Rollin cast his film with a few of French Cinema’s most popular Adult Film actors (with Bridgett Lahaie giving a well-received performance) and made a film that is both a Science Fiction-esque Thriller and a gruesome Horror tale of a clinic whose patients are losing their identities because of an unexplainable accident. What makes it so special is the director’s attention to character and performance and the way Rollin creates a palpably sinister atmosphere through Jean-Claude Couty’s cinematography and the sublimely eerie score from Phillipe Brejean.
9. Still of the Night (1982)
Robert Benton was fresh off his Oscar wins for directing and writing 1979’s Best Picture winner Kramer vs. Kramer. His next project was 1982’s Still of the Night, a murder mystery about a psychiatrist who falls for a mysterious woman who is stalked by a killer. Roy Scheider and Meryl Streep starred but the film only received a small release with no fanfare and faded from cinemas after only a couple of underperforming weeks.

#### Required work:
• a. In the film passage, who wrote the score for Rollin's film?
• b. Can you extend the film passage, picking up right after its last sentence?

#### Collected material:
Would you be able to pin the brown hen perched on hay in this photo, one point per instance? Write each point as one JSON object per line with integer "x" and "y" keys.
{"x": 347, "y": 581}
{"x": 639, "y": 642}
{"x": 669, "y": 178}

#### Task-by-task results:
• a. Phillipe Brejean

• b.
The critics were mixed on their reception, with too many of them focusing on Benton’s Hitchcockian homages. The film stands the test of time as the kind of thriller Hollywood does not allow today, a well-acted and extremely well-paced thriller with a smart screenplay. Sadly, Meryl Streep was once asked if she had ever done a bad film. Her answer was, perhaps, a residual of the film’s failure, Still of the Night.
8. A Breed Apart (1984)
In 1984 Rutger Hauer, Kathleen Turner, and Powers Boothe were hot properties in cinema with each one only a couple years out from their star making performances, Blade Runner, Body Heat, and The Guyana Tragedy: The Story of Jim Jones, respectively.
In A Breed Apart Hauer plays a conservationist who must stop Boothe’s character from stealing the priceless eggs of rare eagles. Kathleen Turner is the widow who falls for Hauer but is not immune from Boothe’s charm.
While never a filmmaker who played to mainstream audiences, Phillippe Mora assembled a popular cast and the reviewers noted how screenwriter Paul Wheeler brought both excitement and well-written characters to the unusual story. The studio, Hemdale, decided to release it almost straight to video after a mishap where an entire reel was lost, and the film had to be re-edited after losing some of its important subplots. Mora’s film is exciting and well-acted and one that holds up well.
7. Testament (1983)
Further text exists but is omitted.